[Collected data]
- Opening Delimiter -

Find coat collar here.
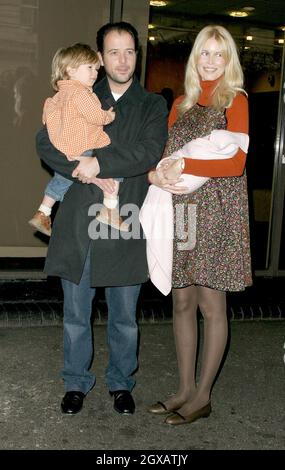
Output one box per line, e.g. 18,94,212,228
94,75,147,107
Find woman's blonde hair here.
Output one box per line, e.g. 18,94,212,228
51,43,99,91
179,25,245,114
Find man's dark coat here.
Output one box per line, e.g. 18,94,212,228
36,76,168,286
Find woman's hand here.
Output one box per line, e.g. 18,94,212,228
72,156,100,182
148,167,188,194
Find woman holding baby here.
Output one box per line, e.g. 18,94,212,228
146,25,252,425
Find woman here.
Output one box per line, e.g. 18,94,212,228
147,25,252,425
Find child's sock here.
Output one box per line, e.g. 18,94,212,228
103,197,118,210
38,204,52,217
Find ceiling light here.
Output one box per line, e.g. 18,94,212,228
246,35,253,41
281,26,285,32
243,6,255,12
149,36,156,41
278,39,284,44
229,11,249,18
150,1,168,6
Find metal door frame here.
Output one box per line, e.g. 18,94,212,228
257,44,285,277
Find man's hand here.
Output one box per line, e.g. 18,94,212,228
72,156,100,182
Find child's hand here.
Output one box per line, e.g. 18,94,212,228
106,106,115,122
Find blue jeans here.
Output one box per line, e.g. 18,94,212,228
45,173,124,202
61,249,141,394
45,148,123,202
45,150,93,202
45,172,73,202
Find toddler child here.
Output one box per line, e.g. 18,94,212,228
29,43,128,236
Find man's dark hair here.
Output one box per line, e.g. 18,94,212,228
96,22,139,53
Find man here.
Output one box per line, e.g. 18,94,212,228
36,22,168,415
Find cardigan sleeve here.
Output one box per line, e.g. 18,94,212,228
182,93,249,177
73,89,113,125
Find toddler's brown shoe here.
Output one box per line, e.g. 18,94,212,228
96,206,129,232
28,211,52,236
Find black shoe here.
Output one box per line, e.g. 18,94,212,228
109,390,135,415
61,391,85,415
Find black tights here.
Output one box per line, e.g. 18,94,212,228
163,285,228,413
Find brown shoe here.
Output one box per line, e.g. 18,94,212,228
96,206,129,232
28,211,52,236
165,401,212,425
148,399,186,415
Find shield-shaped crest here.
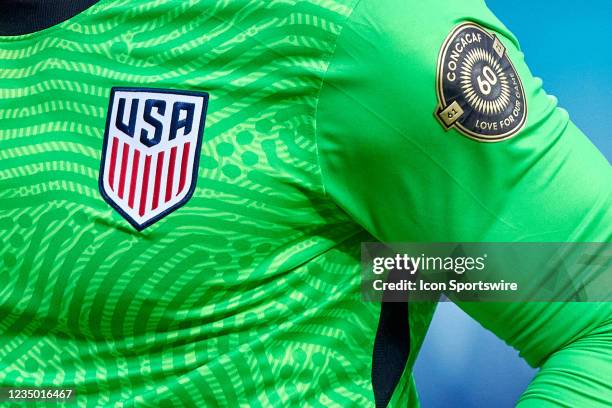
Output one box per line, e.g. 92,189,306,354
99,87,209,230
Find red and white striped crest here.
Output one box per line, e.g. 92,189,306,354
99,88,208,230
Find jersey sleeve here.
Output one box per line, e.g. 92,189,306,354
316,0,612,406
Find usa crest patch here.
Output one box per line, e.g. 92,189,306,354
99,88,209,230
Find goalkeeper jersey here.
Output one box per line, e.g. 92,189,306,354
0,0,611,407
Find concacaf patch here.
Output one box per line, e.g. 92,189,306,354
435,23,527,142
99,87,209,230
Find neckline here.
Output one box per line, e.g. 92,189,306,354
0,0,106,42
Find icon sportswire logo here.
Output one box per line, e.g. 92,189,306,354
99,87,209,230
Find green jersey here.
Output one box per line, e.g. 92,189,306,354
0,0,610,407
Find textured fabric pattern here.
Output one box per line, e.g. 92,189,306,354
6,0,609,407
0,1,420,406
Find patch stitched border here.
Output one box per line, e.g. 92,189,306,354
435,23,527,142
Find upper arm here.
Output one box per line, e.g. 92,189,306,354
316,0,612,397
316,0,611,244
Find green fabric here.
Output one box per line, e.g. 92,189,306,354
317,0,612,407
0,0,609,407
0,1,383,406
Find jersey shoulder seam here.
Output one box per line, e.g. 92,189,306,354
312,0,363,197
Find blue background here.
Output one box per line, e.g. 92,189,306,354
414,1,611,407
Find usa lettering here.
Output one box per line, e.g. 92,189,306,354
115,97,196,146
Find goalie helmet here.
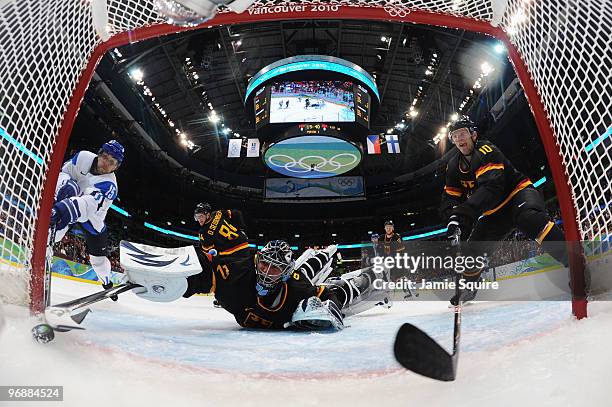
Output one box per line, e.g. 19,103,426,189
255,240,294,295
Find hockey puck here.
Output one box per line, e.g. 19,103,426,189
32,323,55,343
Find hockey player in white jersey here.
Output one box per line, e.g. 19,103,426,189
50,140,124,296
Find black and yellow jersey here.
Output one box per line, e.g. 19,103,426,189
184,251,256,317
440,140,532,220
380,232,404,256
198,209,249,259
234,271,336,329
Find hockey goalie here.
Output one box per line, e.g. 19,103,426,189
120,240,393,331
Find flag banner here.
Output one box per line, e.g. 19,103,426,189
367,135,381,154
246,138,260,157
227,138,242,158
386,134,400,153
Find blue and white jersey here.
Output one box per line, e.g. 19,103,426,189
60,151,118,234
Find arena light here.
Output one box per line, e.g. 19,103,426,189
452,0,463,11
585,126,612,153
402,228,447,241
507,7,528,36
450,113,459,121
143,222,198,241
481,61,493,76
533,176,547,188
409,110,418,118
425,69,433,75
110,204,130,217
209,111,220,123
129,68,144,82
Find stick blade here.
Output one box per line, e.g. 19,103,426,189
394,323,456,381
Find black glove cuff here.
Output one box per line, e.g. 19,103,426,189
451,205,476,224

- Closing Delimiter -

### WORK TO BE COMPLETED
Reproduce each line above that contains "fabric".

### TASK ANSWER
Find textured fabric pattern here.
Find green fabric here.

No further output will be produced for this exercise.